[Selected excerpt]
----------------------------------------

Monday Smackdown: Yes, The Hoover Institution Made a Bad Mistake in Hiring John Cochrane. Why Do You Ask?
It is interesting that when Charles Dickens's character Ebenezer Scrooge says of the poor that "If they would rather die, they had better do it, and decrease the surplus population”, he is well to the left of John Cochrane.
The position Scrooge takes is that the Victorian workhouse system is a sufficiently well-functioning entitlement that the poor have—not that the poor have "no such law, right, or entitlement" to enough food to keep from starving to death.
What a maroon!:
Noah Smith: Americans Sure Seem to Like Universal Health Care: "In a recent blog post, Hoover Institute senior fellow John Cochrane likens single-payer health care to single-payer food... https://www.bloomberg.com/view/articles/2017-06-01/americans-sure-seem-to-like-universal-health-care
..."Is every American entitled to eat?" [really means] "Don't you think the Federal government should establish an entitlement that every American can have the Federal government pay for his or her food, from funds raised by taxation?"... Even to that one the answer has to be no. There is no such law, right, or entitlement. That is a simple matter of fact....
Most people wouldn’t support putting the entire U.S. populace on food stamps, only those in need. But by drawing an equivalence between health care and food, Cochrane is ignoring the long history of economic research showing that the health-care market is very different from others.... The great economist Ken Arrow... asserted that if economists care about human welfare, instead of just about overall economic efficiency, they should favor some form of government provision of health insurance. Without the government, he writes, we could easily end up with a system that uses resources efficiently but causes horrible human suffering... the importance of moral norms... incomplete markets... uncertainty—in health care, people don’t know what they’re buying until it’s already too late to make a different choice. Unlike food, which you buy over and over, open-heart surgery tends to only happen once. This is also the case for college education, and may explain why top universities are all nonprofits rather than for-profit institutions.

----------------------------------------

[Exercise data]
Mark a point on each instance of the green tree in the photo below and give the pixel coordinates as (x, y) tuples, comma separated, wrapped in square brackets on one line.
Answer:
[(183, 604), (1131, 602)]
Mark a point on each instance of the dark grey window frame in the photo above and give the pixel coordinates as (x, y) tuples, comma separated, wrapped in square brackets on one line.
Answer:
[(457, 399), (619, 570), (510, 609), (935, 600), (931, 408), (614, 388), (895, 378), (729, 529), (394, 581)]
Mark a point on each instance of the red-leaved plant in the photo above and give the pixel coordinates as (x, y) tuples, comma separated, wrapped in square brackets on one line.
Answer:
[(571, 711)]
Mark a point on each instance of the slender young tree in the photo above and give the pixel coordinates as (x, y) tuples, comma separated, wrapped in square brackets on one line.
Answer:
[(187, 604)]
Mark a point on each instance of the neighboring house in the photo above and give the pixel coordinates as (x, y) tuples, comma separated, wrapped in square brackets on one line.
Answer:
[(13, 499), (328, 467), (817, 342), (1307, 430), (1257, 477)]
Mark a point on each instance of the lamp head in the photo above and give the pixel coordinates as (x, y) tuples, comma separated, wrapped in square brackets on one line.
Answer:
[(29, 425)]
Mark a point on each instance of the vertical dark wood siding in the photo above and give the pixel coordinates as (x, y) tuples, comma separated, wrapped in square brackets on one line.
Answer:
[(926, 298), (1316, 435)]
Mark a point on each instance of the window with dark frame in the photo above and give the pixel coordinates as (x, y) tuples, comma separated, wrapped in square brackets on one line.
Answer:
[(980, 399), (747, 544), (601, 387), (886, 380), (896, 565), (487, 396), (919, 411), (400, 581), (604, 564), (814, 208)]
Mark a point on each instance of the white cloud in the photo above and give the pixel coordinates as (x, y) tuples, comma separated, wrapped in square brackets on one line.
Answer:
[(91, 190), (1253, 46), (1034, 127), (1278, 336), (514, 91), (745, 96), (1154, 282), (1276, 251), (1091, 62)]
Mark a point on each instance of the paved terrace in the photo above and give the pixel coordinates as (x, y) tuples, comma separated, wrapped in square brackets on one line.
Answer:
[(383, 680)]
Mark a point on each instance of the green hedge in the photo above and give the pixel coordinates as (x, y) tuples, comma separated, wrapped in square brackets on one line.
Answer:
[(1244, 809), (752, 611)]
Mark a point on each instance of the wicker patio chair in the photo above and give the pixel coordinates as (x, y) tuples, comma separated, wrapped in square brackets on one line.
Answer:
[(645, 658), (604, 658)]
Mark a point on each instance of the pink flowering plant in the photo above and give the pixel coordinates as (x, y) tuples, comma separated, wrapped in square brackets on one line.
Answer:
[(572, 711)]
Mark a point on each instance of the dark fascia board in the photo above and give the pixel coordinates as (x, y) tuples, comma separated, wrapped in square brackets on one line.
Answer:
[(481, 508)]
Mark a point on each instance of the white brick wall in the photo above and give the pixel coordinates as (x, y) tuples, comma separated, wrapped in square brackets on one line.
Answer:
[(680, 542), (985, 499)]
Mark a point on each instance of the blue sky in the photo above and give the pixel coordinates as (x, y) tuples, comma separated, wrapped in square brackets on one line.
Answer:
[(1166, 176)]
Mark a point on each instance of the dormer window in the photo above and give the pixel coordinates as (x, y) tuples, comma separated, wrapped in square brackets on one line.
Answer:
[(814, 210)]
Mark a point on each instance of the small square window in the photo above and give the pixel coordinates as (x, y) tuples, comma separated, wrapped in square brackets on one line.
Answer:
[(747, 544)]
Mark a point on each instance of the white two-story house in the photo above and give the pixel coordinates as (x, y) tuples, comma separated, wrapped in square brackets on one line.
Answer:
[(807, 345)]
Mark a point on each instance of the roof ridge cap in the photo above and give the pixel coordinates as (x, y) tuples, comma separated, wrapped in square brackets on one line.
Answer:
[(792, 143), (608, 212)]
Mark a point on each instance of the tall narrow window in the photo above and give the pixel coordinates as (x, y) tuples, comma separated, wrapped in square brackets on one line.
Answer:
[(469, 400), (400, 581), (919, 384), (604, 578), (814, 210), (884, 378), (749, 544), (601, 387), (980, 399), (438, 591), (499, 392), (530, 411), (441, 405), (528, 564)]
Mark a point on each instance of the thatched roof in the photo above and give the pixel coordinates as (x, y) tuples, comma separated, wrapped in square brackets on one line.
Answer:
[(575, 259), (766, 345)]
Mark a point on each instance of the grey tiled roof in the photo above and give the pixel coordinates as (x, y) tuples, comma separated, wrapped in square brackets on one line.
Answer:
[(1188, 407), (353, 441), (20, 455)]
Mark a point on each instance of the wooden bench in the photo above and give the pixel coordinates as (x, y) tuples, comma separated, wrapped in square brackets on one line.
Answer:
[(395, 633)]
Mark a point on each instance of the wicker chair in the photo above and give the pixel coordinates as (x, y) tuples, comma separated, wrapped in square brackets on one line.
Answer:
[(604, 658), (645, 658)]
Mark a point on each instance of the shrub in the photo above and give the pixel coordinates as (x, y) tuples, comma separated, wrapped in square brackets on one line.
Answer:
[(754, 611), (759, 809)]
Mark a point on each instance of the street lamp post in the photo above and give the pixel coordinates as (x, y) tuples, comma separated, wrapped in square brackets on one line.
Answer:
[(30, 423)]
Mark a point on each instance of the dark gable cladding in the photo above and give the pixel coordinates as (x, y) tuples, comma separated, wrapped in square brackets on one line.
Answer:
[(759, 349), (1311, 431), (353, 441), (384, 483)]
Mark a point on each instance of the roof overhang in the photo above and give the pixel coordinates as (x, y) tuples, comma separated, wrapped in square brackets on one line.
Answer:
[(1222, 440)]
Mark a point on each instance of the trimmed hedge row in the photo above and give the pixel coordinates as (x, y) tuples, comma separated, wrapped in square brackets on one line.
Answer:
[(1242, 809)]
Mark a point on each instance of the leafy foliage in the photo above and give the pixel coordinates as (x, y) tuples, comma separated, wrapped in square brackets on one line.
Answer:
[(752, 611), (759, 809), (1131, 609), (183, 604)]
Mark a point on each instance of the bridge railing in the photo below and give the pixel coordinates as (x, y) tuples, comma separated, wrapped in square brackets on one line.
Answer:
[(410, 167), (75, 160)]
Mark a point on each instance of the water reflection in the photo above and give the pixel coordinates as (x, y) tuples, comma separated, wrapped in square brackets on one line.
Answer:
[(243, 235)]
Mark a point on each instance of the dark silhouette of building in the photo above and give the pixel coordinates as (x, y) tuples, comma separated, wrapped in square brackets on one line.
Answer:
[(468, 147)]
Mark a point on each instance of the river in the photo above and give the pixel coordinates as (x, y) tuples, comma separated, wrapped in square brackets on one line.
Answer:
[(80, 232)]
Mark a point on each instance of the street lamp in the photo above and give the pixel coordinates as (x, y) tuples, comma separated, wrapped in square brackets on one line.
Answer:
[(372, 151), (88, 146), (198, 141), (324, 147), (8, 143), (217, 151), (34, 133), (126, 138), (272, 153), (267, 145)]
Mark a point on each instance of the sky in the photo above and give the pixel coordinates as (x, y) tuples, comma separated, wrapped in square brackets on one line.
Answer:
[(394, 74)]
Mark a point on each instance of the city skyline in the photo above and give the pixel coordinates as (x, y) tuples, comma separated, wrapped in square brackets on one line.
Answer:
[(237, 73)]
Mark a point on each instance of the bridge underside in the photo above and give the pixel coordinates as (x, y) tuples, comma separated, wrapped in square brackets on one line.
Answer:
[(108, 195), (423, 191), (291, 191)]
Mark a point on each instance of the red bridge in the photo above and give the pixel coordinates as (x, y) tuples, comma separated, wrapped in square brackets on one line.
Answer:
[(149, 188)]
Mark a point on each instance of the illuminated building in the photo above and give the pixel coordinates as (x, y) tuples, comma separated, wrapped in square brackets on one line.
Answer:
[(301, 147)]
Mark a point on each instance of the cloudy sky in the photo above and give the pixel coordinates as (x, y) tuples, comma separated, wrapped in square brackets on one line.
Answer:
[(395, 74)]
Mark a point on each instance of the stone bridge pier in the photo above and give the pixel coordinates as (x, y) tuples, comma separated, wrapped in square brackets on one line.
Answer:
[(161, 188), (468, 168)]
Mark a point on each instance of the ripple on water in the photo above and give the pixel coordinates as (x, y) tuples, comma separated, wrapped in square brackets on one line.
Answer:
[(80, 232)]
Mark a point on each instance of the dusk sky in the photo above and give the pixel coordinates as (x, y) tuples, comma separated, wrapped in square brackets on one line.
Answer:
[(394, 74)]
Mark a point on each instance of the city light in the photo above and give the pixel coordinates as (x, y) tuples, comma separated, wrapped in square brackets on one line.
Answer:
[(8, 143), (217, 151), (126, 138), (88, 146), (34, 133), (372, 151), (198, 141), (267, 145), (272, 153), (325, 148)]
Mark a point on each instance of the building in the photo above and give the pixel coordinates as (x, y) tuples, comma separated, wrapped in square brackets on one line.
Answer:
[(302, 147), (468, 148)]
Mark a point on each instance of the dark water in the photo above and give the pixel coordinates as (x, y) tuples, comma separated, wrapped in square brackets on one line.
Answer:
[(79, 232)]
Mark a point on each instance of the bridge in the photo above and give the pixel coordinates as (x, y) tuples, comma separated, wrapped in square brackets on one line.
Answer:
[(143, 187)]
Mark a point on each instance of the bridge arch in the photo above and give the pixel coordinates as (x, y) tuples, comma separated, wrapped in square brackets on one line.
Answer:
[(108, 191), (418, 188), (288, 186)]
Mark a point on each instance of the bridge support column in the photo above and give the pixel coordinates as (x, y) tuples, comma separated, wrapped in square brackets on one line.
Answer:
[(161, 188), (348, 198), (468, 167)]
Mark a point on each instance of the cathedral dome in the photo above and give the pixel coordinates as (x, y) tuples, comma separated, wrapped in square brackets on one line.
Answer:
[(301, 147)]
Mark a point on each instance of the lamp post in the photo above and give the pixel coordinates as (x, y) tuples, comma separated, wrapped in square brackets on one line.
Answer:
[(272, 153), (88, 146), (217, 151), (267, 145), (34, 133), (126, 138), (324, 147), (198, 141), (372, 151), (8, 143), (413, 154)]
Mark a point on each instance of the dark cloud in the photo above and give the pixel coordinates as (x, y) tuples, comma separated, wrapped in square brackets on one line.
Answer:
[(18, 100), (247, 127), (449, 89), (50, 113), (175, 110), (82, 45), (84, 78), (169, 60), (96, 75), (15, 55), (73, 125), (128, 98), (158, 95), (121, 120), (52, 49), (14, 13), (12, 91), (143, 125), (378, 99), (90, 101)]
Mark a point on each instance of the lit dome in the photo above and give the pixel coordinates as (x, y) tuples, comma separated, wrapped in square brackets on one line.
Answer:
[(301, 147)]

----------------------------------------

[Work instructions]
Carry on the blog post about John Cochrane's comparison of health care to food, starting right after its last sentence. The data stands apart from the blog post on John Cochrane and is unrelated to it.

[Expected answer]
One big problem with incomplete information is what economists writing after Arrow’s article have come to call adverse selection.... Another problem Arrow mentions is moral hazard.... There are so many problems with the health-insurance and health-care markets that it’s little wonder that they operate differently from the markets for food or cell phones. The health industry is full of things like doctor-patient trust and expectations of selfless morality, which operate outside normal market mechanisms. And it’s also full of dysfunction—insurers denying claims, hospitals overcharging for everything, people using emergency rooms as expensive substitutes for health insurance. To Arrow, it would probably come as no surprise that other rich countries, all of which use some system of universal health care, end up paying much less for about the same quality of care that Americans receive. Widespread popular support for universal health care would also come as no surprise to this master economist. Free-market purists like Cochrane may not acknowledge the power of Arrow’s reasoning—and of the follow-up work of many excellent economists since—but the American people seem to understand.